*Passage to read*.

With a copy                         Michael Glass, Esq.
(which shall not                    1735 White Street
constitute notice) to:              Alexandria, Louisiana 71301
                                    Facsimile No. 318-473-4062

With a copy                         Ricky L. Sooter, Esq.
(which shall not                    Daniels & Sooter, L.L.C.
constitute notice) to:              3600 Jackson Street, Suite 106
                                    Alexandria, LA 71303
                                    Facsimile No. 318-448-8528

If to Seller:                       U. S. Parts Corporation
                                    7223 Wynnwood Lane
                                    Houston, Texas 77008
                                    Attention: Ali Attayi
                                    Facsimile No. 713-867-0554

With a copy                         Diana M. Hudson, Esq.
(which shall not                    Mayor, Day, Caldwell & Keeton, LLP
constitute notice) to:              700 Louisiana, Suite 1900
                                    Houston, TX 77002


                                       20

<PAGE>   26



or to such other address as any party hereto may, from time to time, designate
in writing delivered pursuant to the terms of this Section.

        12.2 AMENDMENTS. The terms, provisions and conditions of this Agreement
may not be changed, modified or amended in any manner except by an instrument
in writing duly executed by each of the parties hereto.

        12.3 ASSIGNMENT. This Agreement is binding upon and inures to the
benefit of the successors and assigns of each party to this Agreement, but no
rights, obligations or liabilities under this Agreement may be assigned by any
party without the prior written consent of the other parties hereto.

*Dataset*.
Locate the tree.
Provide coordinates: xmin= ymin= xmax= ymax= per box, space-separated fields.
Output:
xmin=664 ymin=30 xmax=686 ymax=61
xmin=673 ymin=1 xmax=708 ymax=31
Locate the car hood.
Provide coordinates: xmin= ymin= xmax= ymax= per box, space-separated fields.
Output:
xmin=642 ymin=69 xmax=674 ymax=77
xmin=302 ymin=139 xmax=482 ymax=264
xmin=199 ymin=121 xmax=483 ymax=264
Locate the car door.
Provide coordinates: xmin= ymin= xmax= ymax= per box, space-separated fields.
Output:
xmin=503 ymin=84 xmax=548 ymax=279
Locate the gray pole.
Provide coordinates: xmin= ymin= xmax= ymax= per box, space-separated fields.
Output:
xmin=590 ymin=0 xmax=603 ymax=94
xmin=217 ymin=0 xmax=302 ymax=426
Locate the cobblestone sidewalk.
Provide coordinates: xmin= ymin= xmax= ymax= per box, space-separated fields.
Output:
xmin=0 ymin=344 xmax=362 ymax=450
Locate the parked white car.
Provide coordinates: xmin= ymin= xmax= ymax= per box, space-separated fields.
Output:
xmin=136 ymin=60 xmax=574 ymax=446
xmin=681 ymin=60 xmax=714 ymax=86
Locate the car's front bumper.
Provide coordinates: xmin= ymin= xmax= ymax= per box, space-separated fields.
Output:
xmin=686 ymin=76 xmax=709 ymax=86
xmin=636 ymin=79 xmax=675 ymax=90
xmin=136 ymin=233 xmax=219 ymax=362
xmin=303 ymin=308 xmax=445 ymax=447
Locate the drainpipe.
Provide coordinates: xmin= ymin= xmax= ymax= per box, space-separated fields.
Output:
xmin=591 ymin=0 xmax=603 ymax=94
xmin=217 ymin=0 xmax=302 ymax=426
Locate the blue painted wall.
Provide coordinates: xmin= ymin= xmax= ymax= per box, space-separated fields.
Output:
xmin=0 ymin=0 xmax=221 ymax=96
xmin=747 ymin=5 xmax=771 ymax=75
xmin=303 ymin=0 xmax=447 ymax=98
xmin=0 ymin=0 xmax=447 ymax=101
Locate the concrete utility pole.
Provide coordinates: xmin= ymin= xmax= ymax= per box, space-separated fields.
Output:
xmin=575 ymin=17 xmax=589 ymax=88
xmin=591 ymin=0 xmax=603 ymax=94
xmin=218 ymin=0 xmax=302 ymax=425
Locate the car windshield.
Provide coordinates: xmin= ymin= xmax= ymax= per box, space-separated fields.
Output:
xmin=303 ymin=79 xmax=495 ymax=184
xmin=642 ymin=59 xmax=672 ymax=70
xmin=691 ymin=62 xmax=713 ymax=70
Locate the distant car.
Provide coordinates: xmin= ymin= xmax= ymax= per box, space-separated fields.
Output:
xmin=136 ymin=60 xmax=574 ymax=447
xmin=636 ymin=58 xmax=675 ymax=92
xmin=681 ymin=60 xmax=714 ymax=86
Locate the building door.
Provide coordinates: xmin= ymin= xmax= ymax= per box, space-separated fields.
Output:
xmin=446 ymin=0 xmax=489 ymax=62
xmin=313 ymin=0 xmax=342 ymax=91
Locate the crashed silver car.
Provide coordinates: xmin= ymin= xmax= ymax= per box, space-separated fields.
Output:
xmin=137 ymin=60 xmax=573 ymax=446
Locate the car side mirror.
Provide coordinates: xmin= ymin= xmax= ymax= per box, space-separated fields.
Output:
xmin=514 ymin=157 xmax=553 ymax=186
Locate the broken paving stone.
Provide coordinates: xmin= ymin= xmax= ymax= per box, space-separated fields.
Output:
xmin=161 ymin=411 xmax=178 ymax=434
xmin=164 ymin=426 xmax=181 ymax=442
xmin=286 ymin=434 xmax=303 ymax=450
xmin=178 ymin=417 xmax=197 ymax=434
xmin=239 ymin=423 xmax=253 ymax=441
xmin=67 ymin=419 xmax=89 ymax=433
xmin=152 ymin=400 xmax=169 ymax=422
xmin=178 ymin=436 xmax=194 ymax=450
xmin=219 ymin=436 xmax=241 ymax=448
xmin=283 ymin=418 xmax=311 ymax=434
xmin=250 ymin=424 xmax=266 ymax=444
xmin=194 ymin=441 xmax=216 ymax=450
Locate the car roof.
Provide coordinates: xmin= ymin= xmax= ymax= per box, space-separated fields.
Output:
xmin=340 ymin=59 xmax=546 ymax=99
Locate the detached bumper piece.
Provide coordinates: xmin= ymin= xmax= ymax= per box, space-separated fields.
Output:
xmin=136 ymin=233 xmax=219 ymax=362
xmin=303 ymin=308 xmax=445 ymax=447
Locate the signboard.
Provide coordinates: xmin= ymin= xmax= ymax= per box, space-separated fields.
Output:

*Exercise*. Copy out the agreement passage from "12.3 ASSIGNMENT. This" to "other parties hereto.".

*Solution to this exercise*.
12.3 ASSIGNMENT. This Agreement is binding upon and inures to the
benefit of the successors and assigns of each party to this Agreement, but no
rights, obligations or liabilities under this Agreement may be assigned by any
party without the prior written consent of the other parties hereto.